> _TEXT BLOCK_
^^^^^^^^^^^^^^^^

Winking at Meezer
This will be brief (whatever “brief” means as it relates to my manic verbosity). I just finished the first round of ARC edits for Transference (next book), and I’m feeling good.
The other day, my friend Sally called me a “Go-Forward Confident Middle-Aged Woman,” and I looked at her and said,
That was the most awful thing
anyone has ever said to me.”
She laughed really hard, and so did I, but my god.
Call me a dyke. Call me a fag. Call me a lezzer. Call me a cracker,
call me a bitch, a cunt, a cocksucker or a fool, but please, can no one ever
call me a “Confident,Go-Forward Middle Aged Woman” ever or ever again amen? Like that’s a sick thing to say. That sounds like an ad for Easy Spirit Pumps (where my Gen-Xers at? Remember those ads?). That sounds like an ad for a menopause drug that sounds like something capitalists say to women over forty in America to get them to buy whatever they’re selling. (Sal, if you’re reading this, I love you, and I’m totally just giving you shit.)
Also “middle-aged” — ha! Like my busted up ass is going to live to 90.
So I finished the edits.

^^^^^^^^^^^^^^^^

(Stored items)
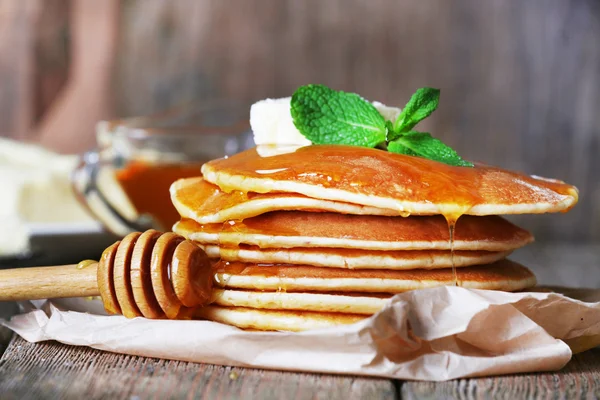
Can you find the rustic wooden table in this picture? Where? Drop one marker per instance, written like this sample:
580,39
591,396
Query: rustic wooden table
52,370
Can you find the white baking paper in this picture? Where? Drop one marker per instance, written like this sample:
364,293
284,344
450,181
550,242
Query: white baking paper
432,334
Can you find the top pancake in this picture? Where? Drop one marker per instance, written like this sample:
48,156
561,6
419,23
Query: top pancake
381,179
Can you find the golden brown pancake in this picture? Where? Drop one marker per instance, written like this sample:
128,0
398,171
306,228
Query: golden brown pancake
274,320
502,275
354,258
196,199
378,178
285,229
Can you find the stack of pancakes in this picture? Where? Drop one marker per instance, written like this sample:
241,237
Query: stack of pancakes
325,235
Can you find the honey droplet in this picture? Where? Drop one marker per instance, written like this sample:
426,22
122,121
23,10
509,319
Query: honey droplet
85,263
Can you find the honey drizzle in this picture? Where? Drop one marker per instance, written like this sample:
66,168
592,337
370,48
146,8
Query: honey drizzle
85,263
451,220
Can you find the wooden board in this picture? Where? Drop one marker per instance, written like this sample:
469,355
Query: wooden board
53,370
579,379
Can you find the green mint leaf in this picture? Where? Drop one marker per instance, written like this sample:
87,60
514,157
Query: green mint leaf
420,106
326,116
424,145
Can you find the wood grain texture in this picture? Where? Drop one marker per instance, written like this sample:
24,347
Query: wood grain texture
48,282
520,80
578,380
52,371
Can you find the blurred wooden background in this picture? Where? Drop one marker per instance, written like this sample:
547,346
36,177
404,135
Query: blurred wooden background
520,79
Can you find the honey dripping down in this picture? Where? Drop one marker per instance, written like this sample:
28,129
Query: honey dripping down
451,220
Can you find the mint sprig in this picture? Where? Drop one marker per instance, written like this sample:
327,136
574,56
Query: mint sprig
422,144
419,107
326,116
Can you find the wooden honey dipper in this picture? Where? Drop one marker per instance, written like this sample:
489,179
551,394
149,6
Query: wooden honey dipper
150,274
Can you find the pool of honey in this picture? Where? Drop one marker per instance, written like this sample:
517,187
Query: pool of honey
374,172
147,187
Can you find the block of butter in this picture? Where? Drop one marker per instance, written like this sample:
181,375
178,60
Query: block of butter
272,125
35,189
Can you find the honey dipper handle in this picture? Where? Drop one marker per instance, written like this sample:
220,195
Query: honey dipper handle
48,282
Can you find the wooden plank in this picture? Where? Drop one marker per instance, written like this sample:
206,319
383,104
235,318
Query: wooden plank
52,370
520,79
579,379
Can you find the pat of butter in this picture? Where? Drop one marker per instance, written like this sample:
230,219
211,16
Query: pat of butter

^^^^^^^^^^^^^^^^

> _WHAT IS BEING ASKED_
In the post, who called the writer a "Go-Forward Confident Middle-Aged Woman"? Please rely on the post alone when answering, not on the records.

> _EXERCISE SOLUTION_
The writer's friend Sally.